Stated task: Rewrite the lines from the line containing "the barred tail feather" through the end of the listing, replacing "barred" with "banded" and leaving everything else unchanged.

Information shown:

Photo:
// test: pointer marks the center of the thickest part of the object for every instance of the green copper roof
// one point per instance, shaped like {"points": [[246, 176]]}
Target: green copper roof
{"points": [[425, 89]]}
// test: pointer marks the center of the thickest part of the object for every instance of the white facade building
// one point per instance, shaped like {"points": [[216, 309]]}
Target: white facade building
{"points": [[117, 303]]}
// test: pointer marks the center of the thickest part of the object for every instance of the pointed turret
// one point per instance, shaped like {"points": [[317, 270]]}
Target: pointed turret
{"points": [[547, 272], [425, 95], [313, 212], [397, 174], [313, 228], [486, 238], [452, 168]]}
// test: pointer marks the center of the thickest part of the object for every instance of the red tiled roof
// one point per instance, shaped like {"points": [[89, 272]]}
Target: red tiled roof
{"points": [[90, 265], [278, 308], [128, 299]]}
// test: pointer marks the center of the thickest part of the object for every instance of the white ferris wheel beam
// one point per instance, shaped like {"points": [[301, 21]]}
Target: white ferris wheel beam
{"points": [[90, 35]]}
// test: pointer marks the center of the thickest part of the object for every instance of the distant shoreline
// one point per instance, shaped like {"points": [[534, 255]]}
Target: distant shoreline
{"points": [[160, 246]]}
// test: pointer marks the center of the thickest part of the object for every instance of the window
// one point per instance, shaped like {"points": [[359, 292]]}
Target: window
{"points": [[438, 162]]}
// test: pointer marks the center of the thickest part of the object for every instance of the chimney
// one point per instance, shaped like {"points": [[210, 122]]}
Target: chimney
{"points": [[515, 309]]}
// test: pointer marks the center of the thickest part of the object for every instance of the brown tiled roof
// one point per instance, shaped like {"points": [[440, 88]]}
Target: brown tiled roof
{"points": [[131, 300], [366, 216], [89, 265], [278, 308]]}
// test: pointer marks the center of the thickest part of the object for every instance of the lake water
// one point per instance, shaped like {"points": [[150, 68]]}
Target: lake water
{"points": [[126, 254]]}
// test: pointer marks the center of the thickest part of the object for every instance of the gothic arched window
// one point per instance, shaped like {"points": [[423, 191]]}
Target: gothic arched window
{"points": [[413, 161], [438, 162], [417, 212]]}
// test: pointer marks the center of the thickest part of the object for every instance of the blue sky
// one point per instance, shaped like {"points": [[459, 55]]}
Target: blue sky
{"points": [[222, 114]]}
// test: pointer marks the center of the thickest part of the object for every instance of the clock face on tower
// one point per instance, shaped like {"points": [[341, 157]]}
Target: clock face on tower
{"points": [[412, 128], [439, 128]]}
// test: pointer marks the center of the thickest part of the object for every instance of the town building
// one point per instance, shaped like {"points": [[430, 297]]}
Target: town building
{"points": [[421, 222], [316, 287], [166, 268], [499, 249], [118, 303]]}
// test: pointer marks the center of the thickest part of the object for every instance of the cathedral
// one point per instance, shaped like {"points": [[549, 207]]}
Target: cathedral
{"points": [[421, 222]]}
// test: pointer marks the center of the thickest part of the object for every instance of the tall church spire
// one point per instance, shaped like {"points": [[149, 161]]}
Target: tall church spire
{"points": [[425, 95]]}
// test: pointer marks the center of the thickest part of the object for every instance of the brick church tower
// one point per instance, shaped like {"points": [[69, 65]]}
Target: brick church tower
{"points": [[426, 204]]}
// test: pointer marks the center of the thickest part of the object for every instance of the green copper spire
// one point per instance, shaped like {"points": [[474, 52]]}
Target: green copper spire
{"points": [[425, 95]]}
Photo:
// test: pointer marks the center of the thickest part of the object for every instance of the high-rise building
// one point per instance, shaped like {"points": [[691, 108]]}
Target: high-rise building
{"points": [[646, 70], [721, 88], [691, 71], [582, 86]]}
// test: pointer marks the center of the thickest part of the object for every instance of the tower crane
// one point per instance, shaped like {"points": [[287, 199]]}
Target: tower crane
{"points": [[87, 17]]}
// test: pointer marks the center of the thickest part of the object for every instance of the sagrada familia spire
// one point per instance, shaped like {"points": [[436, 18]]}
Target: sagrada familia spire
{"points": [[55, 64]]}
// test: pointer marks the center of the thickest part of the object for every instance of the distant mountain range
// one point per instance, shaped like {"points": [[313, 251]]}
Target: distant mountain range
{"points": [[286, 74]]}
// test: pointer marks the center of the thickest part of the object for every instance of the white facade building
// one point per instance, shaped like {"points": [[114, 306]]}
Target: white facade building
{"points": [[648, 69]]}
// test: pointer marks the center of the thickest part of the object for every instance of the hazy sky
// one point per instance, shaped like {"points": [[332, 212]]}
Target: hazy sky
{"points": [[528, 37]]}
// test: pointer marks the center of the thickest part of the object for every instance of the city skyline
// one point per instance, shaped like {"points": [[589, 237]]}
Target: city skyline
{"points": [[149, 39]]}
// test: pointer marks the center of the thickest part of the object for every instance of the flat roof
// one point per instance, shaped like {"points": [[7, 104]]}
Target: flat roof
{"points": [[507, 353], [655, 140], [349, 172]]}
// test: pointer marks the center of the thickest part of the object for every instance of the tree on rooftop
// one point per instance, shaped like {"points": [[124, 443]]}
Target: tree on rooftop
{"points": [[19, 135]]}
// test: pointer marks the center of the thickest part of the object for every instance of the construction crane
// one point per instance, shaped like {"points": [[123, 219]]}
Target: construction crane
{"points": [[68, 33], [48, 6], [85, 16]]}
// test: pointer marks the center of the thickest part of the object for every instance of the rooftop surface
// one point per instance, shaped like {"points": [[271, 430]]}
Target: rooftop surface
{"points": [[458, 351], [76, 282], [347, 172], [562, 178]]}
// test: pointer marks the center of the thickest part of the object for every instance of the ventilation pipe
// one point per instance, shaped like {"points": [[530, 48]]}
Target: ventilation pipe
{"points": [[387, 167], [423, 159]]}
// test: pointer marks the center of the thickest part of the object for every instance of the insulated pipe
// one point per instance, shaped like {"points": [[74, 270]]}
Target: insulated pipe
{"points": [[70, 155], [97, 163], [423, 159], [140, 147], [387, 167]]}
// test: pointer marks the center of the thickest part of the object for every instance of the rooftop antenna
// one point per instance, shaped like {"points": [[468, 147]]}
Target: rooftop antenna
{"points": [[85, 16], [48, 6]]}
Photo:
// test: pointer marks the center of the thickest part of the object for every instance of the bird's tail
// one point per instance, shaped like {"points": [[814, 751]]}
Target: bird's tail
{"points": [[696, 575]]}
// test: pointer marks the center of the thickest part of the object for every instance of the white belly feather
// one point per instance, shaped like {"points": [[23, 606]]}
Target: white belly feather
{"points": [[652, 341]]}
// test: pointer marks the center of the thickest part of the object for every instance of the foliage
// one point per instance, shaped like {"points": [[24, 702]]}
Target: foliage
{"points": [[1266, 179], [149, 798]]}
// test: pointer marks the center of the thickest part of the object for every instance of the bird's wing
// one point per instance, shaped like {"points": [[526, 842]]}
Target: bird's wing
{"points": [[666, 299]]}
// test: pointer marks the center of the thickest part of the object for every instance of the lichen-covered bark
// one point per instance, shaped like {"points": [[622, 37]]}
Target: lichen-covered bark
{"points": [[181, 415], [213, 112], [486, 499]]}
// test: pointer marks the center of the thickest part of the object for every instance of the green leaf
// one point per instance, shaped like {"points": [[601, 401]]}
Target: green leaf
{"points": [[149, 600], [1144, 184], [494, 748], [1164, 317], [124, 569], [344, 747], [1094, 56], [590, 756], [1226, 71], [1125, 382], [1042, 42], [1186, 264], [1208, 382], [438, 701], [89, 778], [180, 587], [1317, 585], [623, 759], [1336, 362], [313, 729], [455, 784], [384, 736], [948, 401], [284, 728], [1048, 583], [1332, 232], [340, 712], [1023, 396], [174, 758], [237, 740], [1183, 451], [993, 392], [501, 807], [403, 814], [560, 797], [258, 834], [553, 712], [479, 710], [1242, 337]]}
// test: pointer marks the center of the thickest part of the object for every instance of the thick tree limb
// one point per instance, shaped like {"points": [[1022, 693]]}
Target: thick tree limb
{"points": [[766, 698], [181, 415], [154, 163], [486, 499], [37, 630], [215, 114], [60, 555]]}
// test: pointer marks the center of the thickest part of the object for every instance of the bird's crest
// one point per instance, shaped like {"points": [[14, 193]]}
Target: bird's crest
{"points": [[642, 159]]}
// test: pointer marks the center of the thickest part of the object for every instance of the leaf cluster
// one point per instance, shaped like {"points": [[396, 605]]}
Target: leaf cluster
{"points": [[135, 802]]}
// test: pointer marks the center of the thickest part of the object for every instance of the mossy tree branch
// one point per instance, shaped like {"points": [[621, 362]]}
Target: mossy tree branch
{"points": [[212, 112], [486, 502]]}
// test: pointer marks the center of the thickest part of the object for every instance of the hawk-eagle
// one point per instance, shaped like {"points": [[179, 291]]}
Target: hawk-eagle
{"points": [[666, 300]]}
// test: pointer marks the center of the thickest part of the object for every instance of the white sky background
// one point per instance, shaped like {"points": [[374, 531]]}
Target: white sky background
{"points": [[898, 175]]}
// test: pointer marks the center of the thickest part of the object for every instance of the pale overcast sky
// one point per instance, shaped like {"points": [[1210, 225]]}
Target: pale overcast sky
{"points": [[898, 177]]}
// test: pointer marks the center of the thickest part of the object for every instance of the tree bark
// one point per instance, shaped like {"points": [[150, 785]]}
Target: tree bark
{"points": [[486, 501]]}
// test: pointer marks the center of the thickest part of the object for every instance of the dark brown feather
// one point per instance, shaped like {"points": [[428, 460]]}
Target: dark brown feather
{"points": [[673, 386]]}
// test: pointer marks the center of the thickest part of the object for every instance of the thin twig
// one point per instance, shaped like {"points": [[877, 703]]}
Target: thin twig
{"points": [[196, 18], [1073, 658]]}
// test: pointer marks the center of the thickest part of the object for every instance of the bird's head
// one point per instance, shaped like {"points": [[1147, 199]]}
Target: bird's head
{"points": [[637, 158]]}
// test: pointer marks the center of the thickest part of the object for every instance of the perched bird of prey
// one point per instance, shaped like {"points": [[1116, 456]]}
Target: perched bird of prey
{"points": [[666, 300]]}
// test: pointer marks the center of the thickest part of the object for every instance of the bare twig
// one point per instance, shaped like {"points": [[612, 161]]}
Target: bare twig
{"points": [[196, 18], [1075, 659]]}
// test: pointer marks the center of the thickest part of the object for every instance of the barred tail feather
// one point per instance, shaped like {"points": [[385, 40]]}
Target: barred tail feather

Exercise result:
// test: pointer marks the center of the thickest part of the object for every instance of the banded tail feather
// one point per instance, shaped like {"points": [[385, 40]]}
Target: banded tail feather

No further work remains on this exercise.